*Set task:*
Rescale the listing from the line that contains "box for miniature" through its final line, writing out every line again, requests included, with each bounding-box coordinate in the answers multiplied by 0.7 and rounded to a whole number, halves up. Keep the requests and the sample box inside each request unchanged.

----------

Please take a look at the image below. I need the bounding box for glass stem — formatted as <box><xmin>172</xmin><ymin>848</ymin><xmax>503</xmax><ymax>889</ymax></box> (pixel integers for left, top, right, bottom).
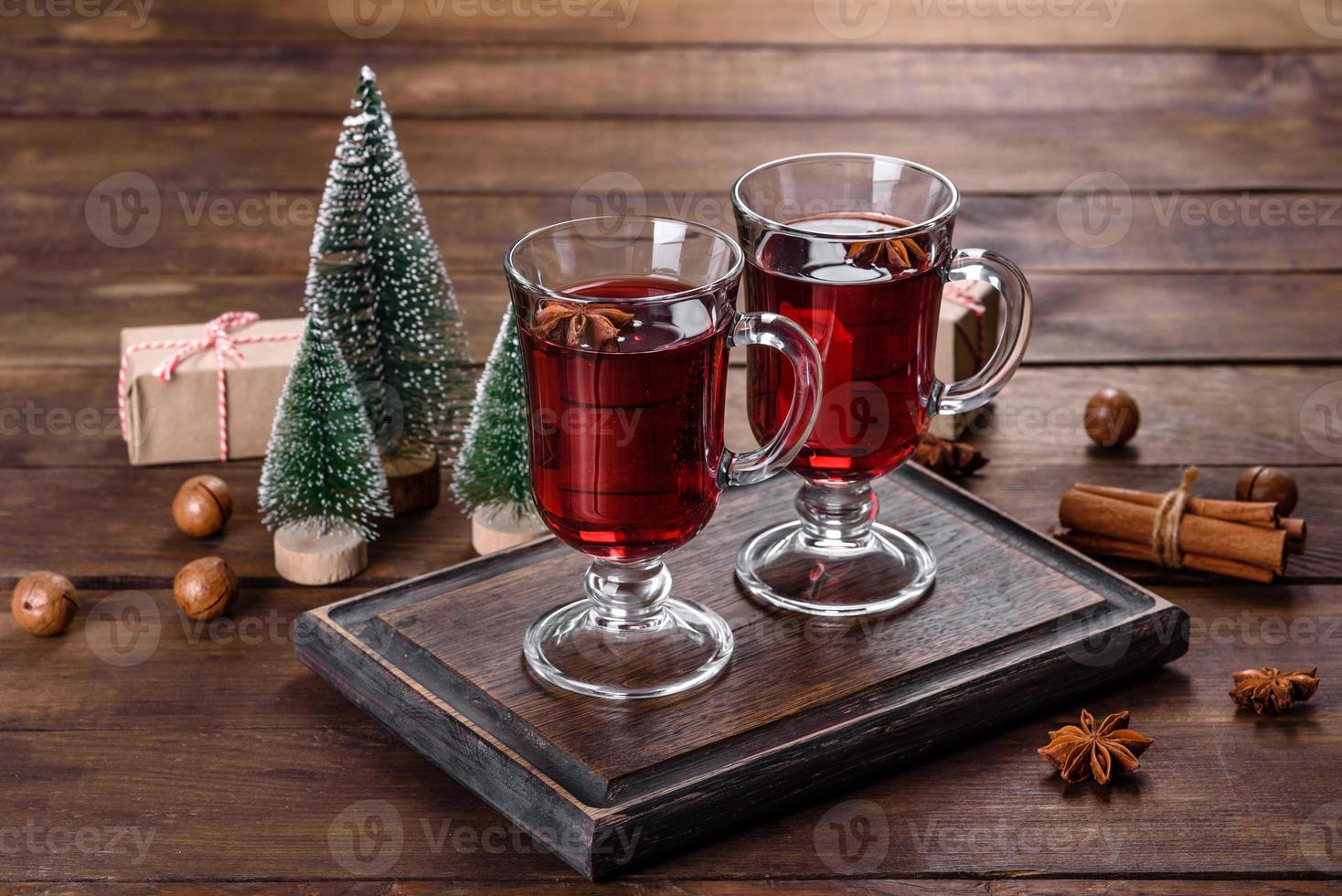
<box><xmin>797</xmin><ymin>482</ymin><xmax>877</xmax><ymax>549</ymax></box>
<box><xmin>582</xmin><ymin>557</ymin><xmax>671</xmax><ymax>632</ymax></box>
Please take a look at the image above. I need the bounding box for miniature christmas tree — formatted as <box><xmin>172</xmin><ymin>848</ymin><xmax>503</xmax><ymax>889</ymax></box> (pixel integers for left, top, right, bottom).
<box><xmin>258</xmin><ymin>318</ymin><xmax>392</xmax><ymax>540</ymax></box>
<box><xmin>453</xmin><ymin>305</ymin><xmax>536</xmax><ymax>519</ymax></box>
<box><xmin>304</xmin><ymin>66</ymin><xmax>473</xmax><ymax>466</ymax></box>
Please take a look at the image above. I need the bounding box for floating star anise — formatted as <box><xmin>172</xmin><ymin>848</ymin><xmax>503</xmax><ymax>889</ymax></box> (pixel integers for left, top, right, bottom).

----------

*Solution to the problem:*
Please take a look at the image above. I need the bounding box for miniature christmas tree — formatted as <box><xmin>172</xmin><ymin>848</ymin><xmax>503</xmax><ymax>889</ymax></box> (pixel integers for left, top, right, bottom).
<box><xmin>181</xmin><ymin>223</ymin><xmax>274</xmax><ymax>378</ymax></box>
<box><xmin>317</xmin><ymin>214</ymin><xmax>375</xmax><ymax>363</ymax></box>
<box><xmin>213</xmin><ymin>46</ymin><xmax>331</xmax><ymax>326</ymax></box>
Please take a look at the image above. I need the bounding box for floating star anise — formatted as <box><xmin>172</xmin><ymin>848</ymin><xmax>503</xmax><ymax>889</ymax></box> (pixel integers for left, top, right, bottom).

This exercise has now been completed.